Print every one of the records below verbatim, keeping each line unchanged.
▼
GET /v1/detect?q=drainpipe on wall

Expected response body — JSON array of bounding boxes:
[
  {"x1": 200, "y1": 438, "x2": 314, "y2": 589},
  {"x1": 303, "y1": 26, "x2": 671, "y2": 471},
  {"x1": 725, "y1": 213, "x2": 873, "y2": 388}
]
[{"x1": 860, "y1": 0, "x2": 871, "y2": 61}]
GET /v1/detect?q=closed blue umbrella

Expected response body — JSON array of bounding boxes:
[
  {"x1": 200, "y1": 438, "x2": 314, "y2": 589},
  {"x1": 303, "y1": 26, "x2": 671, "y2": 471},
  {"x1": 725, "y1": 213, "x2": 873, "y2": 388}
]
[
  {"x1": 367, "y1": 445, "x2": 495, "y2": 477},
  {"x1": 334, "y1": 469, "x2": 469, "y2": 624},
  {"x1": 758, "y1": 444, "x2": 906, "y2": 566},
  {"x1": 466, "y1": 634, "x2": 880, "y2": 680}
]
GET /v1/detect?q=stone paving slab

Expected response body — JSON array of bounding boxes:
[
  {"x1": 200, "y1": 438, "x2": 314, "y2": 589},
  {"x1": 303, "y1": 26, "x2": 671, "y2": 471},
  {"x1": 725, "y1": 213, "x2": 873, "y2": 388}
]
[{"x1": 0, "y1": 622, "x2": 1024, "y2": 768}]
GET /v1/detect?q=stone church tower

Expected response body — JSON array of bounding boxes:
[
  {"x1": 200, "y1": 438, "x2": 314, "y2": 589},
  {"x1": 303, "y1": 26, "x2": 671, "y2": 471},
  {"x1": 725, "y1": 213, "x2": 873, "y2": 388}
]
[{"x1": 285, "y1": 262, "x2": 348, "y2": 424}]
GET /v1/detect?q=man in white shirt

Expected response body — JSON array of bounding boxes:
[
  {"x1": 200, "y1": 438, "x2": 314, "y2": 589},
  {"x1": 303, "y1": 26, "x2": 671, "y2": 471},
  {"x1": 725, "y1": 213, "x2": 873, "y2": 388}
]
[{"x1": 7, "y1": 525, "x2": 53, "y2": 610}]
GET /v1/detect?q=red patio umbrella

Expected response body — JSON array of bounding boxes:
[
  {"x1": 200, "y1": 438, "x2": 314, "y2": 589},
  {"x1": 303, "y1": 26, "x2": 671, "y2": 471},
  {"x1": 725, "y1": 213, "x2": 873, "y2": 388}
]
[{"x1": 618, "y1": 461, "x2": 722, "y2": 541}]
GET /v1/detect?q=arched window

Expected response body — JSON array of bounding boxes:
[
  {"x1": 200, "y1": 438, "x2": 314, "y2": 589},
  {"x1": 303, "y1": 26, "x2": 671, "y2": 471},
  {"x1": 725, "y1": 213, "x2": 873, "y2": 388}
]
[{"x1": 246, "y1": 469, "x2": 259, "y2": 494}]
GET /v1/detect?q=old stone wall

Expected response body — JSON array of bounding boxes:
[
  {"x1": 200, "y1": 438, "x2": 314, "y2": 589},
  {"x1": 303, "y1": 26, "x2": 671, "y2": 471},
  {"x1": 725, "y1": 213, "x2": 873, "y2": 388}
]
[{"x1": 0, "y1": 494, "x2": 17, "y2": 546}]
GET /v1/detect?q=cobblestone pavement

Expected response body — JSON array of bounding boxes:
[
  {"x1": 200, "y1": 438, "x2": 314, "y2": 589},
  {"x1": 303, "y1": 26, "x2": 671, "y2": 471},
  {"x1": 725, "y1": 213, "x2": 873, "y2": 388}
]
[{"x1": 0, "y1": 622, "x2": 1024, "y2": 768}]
▲
Final result >>
GET /v1/detect?q=drainpipe on wall

Expected response body — JSON array of bounding boxes:
[
  {"x1": 200, "y1": 438, "x2": 314, "y2": 589},
  {"x1": 303, "y1": 26, "x2": 671, "y2": 471},
  {"x1": 725, "y1": 213, "x2": 873, "y2": 388}
]
[{"x1": 860, "y1": 0, "x2": 871, "y2": 61}]
GET /v1/detect?q=closed blue umbrella

Expected response body — JSON array of bounding boxes:
[
  {"x1": 200, "y1": 438, "x2": 314, "y2": 589},
  {"x1": 303, "y1": 26, "x2": 671, "y2": 471},
  {"x1": 725, "y1": 213, "x2": 873, "y2": 388}
]
[
  {"x1": 367, "y1": 445, "x2": 495, "y2": 477},
  {"x1": 334, "y1": 469, "x2": 469, "y2": 624},
  {"x1": 758, "y1": 444, "x2": 906, "y2": 566},
  {"x1": 466, "y1": 634, "x2": 880, "y2": 680}
]
GET /v1/detect?q=stone paving slab

Expected response body — JSON array of bounding boxes:
[
  {"x1": 200, "y1": 438, "x2": 314, "y2": 589},
  {"x1": 303, "y1": 26, "x2": 671, "y2": 471},
  {"x1": 725, "y1": 213, "x2": 873, "y2": 388}
]
[{"x1": 0, "y1": 622, "x2": 1024, "y2": 768}]
GET /v1/detect?q=stone church tower

Expected response body — JSON array of bounding boxes:
[
  {"x1": 200, "y1": 438, "x2": 314, "y2": 589},
  {"x1": 303, "y1": 26, "x2": 671, "y2": 471},
  {"x1": 725, "y1": 213, "x2": 873, "y2": 388}
]
[{"x1": 285, "y1": 262, "x2": 348, "y2": 424}]
GET /v1/detect?q=man in white shirt

Expected response body — JSON array of bounding boxes:
[
  {"x1": 200, "y1": 438, "x2": 314, "y2": 589},
  {"x1": 303, "y1": 26, "x2": 671, "y2": 471},
  {"x1": 725, "y1": 213, "x2": 873, "y2": 388}
]
[{"x1": 7, "y1": 525, "x2": 53, "y2": 610}]
GET /v1/detect?q=red patio umbrella

Expected response body — JSON array of bounding boxes:
[
  {"x1": 200, "y1": 438, "x2": 314, "y2": 589},
  {"x1": 303, "y1": 26, "x2": 671, "y2": 471},
  {"x1": 725, "y1": 213, "x2": 873, "y2": 388}
]
[{"x1": 618, "y1": 461, "x2": 722, "y2": 541}]
GET /v1/detect?q=arched window

Expected response body — JSON array of bounding boxes:
[
  {"x1": 200, "y1": 438, "x2": 314, "y2": 589},
  {"x1": 303, "y1": 26, "x2": 671, "y2": 471},
  {"x1": 725, "y1": 213, "x2": 873, "y2": 388}
]
[{"x1": 246, "y1": 469, "x2": 259, "y2": 494}]
GET /v1/detect?q=old stone wall

Expected response body — JSON array of bounding boxes:
[
  {"x1": 200, "y1": 438, "x2": 314, "y2": 589},
  {"x1": 303, "y1": 26, "x2": 671, "y2": 471},
  {"x1": 725, "y1": 213, "x2": 873, "y2": 388}
]
[{"x1": 0, "y1": 494, "x2": 17, "y2": 546}]
GET /v1/detect?q=cobblestone pavement

Expected response body — JSON array of bounding boxes:
[
  {"x1": 200, "y1": 438, "x2": 314, "y2": 589},
  {"x1": 303, "y1": 26, "x2": 671, "y2": 471},
  {"x1": 725, "y1": 213, "x2": 873, "y2": 388}
]
[{"x1": 0, "y1": 622, "x2": 1024, "y2": 768}]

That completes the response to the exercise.